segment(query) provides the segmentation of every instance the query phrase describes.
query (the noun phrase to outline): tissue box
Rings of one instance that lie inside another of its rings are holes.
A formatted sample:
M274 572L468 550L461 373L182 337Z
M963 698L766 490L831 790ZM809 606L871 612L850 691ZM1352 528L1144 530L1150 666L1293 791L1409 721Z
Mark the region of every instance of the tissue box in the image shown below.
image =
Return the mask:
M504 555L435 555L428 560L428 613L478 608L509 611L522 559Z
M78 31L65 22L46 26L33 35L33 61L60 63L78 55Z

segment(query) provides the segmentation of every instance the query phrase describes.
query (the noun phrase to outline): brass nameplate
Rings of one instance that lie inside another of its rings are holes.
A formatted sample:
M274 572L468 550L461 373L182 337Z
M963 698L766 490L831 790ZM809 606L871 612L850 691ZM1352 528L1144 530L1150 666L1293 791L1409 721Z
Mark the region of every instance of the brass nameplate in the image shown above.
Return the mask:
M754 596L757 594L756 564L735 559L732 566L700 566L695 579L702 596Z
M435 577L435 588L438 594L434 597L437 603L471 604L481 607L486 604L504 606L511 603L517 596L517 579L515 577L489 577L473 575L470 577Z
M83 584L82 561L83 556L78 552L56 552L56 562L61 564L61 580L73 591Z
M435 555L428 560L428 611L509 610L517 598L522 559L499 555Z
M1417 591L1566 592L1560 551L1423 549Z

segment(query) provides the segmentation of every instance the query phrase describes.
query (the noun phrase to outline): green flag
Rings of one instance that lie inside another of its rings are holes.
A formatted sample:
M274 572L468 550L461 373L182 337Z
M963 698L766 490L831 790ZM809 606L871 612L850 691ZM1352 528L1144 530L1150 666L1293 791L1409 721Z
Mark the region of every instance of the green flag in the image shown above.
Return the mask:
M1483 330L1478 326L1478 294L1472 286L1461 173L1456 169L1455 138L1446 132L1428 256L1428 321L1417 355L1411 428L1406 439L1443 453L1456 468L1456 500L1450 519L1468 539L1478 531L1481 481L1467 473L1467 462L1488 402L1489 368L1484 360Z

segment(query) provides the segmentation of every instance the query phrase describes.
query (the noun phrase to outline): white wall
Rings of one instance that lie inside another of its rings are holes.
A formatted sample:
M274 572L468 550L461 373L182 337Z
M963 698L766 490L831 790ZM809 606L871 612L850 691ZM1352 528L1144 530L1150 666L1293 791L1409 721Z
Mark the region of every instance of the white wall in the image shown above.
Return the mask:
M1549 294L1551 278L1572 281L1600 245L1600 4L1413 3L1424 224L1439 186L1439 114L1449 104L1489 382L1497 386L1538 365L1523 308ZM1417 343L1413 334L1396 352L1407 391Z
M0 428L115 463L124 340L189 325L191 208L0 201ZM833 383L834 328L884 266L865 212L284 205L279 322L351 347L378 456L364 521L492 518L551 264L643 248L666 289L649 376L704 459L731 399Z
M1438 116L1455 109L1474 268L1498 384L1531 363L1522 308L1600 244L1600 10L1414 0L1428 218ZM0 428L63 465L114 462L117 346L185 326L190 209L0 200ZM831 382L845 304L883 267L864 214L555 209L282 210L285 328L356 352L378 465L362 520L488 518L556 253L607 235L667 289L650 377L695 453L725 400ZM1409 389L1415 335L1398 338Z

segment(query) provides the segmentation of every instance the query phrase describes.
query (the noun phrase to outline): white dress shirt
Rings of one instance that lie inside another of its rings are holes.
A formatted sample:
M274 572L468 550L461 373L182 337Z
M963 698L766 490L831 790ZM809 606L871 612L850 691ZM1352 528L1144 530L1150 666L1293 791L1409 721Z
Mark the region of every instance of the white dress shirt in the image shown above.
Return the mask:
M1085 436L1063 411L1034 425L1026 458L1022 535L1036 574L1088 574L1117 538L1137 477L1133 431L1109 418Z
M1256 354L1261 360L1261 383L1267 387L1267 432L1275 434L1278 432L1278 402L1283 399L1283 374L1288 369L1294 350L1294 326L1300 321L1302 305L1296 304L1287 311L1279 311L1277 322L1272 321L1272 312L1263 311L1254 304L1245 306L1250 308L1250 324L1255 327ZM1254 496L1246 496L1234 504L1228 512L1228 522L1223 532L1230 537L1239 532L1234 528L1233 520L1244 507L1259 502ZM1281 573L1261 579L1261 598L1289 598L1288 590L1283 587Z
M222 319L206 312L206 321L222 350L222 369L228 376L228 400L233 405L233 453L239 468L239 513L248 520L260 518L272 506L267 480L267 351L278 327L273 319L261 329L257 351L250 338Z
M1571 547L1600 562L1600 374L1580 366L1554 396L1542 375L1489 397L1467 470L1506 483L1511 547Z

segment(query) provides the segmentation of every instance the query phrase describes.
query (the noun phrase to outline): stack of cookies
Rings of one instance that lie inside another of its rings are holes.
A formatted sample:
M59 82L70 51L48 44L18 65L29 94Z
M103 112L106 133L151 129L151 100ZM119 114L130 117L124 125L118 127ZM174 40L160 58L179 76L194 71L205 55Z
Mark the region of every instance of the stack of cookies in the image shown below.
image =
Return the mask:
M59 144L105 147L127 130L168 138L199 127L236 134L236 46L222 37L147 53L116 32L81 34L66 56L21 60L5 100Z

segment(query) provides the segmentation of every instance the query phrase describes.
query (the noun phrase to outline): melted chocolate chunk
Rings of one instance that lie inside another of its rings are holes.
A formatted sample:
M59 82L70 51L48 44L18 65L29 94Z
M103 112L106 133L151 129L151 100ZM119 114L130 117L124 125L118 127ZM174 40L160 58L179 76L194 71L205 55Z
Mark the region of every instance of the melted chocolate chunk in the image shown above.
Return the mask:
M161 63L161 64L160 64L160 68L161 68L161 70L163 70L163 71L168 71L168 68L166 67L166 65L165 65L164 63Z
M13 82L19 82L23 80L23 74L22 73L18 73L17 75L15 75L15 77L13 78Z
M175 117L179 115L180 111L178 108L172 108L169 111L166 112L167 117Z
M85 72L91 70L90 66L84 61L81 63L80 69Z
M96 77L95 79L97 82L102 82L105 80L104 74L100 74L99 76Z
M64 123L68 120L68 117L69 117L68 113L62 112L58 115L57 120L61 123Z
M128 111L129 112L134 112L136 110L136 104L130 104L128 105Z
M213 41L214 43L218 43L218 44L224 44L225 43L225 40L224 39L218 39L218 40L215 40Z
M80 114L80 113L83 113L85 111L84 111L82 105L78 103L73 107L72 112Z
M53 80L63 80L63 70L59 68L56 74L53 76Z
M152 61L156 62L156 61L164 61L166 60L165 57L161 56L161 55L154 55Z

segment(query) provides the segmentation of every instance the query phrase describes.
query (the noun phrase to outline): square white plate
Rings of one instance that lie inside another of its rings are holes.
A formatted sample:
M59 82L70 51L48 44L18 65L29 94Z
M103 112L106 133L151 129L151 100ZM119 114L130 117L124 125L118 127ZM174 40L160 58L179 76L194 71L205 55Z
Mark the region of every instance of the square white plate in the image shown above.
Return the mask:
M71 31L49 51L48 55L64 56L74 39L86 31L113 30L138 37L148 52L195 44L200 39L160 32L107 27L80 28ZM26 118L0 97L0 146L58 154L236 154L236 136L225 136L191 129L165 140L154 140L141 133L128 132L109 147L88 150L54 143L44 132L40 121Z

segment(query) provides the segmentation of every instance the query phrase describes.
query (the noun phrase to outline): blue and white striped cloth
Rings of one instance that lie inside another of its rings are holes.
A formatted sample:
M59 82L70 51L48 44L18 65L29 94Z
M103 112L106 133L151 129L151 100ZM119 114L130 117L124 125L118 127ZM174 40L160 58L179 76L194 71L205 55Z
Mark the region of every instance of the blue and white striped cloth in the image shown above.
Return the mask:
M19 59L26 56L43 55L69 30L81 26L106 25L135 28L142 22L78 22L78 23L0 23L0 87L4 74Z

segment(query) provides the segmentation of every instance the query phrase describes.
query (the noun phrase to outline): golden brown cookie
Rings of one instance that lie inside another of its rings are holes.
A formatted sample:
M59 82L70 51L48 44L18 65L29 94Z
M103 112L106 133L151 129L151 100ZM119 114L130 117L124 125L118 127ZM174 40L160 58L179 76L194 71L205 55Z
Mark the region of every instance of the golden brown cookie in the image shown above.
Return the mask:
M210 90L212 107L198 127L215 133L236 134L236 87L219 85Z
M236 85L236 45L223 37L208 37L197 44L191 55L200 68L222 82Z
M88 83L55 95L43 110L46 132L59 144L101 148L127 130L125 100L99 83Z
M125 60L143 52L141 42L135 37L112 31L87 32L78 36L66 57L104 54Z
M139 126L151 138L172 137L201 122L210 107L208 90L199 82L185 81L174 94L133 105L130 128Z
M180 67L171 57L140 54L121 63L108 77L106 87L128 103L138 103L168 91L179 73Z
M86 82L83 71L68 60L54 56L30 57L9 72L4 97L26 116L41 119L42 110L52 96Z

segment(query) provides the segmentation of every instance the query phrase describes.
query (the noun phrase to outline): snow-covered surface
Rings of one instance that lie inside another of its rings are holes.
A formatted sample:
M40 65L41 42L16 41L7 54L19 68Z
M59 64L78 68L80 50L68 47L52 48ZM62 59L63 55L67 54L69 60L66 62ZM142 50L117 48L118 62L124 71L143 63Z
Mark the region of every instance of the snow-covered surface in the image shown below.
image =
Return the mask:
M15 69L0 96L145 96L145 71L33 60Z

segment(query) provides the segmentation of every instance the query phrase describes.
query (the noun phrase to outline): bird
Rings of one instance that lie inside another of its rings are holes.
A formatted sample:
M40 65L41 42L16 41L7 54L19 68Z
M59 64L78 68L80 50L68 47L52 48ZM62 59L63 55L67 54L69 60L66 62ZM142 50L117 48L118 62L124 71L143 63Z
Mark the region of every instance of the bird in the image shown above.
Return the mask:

——————

## The problem
Please tally the lines above that contain "wall" and report nothing but the total.

## Solution to this exercise
2